** BEGIN Excerpted records **
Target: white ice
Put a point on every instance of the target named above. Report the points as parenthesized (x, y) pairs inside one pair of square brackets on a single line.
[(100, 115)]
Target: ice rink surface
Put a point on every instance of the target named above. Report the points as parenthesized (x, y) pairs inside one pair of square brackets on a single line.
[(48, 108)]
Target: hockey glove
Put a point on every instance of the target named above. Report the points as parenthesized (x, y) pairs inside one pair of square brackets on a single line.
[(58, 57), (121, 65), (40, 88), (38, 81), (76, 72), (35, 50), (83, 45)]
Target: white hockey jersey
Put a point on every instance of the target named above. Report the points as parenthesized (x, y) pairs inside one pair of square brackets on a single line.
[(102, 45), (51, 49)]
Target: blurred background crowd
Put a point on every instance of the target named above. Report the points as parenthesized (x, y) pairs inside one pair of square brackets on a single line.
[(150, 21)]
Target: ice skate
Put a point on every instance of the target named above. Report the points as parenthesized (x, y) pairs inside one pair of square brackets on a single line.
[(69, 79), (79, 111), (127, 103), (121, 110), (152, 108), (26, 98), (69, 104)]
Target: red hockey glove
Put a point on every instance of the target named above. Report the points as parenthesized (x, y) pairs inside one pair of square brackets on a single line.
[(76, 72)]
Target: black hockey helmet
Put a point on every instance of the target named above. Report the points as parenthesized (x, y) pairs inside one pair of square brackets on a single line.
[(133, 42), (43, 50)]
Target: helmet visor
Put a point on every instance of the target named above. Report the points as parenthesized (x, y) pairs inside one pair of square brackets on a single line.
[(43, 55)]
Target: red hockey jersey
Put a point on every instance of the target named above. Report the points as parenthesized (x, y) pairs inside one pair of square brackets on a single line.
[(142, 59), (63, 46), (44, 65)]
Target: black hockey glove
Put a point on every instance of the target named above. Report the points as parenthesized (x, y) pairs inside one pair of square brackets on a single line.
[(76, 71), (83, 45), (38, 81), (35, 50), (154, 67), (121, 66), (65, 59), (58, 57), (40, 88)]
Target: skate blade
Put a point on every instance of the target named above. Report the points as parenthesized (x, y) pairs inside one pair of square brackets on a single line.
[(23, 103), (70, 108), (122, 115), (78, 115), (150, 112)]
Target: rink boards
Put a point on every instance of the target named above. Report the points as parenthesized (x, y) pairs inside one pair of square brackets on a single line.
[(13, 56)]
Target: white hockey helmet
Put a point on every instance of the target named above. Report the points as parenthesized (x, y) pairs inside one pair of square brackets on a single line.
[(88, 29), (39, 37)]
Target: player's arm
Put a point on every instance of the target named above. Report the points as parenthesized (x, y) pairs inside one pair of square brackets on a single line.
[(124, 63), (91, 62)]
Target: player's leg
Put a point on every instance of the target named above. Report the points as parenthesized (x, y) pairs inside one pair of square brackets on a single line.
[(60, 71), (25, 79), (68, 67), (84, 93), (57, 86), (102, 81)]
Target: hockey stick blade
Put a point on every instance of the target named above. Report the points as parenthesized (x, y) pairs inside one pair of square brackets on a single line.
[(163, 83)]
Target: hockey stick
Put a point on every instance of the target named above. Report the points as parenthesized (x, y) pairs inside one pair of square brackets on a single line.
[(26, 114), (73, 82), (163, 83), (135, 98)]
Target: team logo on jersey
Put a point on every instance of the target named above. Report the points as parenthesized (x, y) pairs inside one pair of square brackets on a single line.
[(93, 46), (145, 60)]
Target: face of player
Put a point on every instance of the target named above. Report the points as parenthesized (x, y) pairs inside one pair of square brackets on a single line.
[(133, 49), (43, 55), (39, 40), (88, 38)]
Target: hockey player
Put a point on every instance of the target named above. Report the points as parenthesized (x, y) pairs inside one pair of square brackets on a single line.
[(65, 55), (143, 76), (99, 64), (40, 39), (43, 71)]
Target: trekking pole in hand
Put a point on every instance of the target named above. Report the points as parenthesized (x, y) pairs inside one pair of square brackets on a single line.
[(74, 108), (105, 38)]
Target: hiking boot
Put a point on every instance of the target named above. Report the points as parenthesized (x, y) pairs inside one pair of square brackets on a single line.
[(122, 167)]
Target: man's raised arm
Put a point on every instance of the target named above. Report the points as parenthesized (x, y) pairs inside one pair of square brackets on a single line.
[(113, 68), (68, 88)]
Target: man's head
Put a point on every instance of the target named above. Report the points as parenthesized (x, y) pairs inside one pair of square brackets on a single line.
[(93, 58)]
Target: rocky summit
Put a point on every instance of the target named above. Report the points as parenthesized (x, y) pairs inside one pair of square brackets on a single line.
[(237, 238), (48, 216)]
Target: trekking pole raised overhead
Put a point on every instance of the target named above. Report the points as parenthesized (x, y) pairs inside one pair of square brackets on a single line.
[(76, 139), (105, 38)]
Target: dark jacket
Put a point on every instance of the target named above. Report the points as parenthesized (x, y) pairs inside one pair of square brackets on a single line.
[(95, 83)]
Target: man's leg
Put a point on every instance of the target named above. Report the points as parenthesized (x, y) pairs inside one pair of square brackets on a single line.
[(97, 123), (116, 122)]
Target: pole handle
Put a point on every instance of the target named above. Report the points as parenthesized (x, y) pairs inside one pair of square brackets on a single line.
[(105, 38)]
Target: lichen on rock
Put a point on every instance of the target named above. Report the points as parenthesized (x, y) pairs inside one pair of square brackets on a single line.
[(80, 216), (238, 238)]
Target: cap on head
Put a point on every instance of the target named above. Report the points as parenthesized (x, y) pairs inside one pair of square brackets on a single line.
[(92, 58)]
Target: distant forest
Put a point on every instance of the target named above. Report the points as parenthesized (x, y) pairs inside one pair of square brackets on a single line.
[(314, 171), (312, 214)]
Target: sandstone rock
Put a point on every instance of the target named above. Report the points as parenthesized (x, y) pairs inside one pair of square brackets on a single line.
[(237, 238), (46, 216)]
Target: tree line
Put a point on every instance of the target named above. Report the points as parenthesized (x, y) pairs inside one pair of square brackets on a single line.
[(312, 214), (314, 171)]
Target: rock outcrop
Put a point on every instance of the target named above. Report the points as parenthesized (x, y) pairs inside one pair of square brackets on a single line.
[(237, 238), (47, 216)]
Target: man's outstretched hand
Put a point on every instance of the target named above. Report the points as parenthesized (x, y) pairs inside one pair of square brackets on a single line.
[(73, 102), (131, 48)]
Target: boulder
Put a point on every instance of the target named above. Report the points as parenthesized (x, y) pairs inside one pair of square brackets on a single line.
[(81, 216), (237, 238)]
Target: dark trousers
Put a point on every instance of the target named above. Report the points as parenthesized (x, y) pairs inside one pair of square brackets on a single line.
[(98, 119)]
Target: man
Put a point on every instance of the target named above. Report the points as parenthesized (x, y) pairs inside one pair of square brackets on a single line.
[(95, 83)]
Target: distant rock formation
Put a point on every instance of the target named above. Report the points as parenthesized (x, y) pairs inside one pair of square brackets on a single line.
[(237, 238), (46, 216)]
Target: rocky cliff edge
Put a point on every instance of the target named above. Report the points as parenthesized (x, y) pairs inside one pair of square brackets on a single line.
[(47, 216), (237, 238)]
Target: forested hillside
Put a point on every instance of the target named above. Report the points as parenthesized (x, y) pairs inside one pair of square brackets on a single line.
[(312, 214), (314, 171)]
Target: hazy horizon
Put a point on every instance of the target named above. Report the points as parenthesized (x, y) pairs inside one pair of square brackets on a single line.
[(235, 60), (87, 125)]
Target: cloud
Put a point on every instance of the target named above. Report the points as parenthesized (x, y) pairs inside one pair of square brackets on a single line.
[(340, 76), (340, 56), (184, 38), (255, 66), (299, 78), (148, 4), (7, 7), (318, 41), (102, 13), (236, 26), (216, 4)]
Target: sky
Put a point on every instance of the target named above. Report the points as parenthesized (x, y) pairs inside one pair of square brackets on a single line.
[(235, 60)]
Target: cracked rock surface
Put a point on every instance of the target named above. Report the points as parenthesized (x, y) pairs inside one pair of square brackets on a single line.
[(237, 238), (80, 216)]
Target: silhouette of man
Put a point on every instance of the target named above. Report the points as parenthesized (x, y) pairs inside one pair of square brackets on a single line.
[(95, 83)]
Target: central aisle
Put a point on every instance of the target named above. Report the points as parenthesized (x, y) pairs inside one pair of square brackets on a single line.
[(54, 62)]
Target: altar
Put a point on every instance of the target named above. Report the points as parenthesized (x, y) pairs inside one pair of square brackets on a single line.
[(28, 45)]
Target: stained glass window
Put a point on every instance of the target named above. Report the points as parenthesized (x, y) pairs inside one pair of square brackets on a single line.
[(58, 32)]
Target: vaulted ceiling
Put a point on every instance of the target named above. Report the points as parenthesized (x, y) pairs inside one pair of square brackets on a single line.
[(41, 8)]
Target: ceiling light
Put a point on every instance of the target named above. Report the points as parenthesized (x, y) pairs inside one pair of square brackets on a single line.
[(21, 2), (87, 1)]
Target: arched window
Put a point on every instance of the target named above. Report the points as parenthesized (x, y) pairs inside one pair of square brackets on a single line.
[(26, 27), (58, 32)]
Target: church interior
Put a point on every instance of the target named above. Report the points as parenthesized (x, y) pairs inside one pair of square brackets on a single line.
** END Excerpted records **
**What you should do**
Update the lines starting at "Target: arched window" and ending at "[(26, 27), (58, 32)]" so that "arched window" becomes "round window", leaving the rest untouched. Return only those lines.

**Output below**
Target: round window
Put a point on every instance of the target named above. Report the points as parenthesized (x, y) pairs inside one pair of square brackets on a single line.
[(26, 27), (58, 32)]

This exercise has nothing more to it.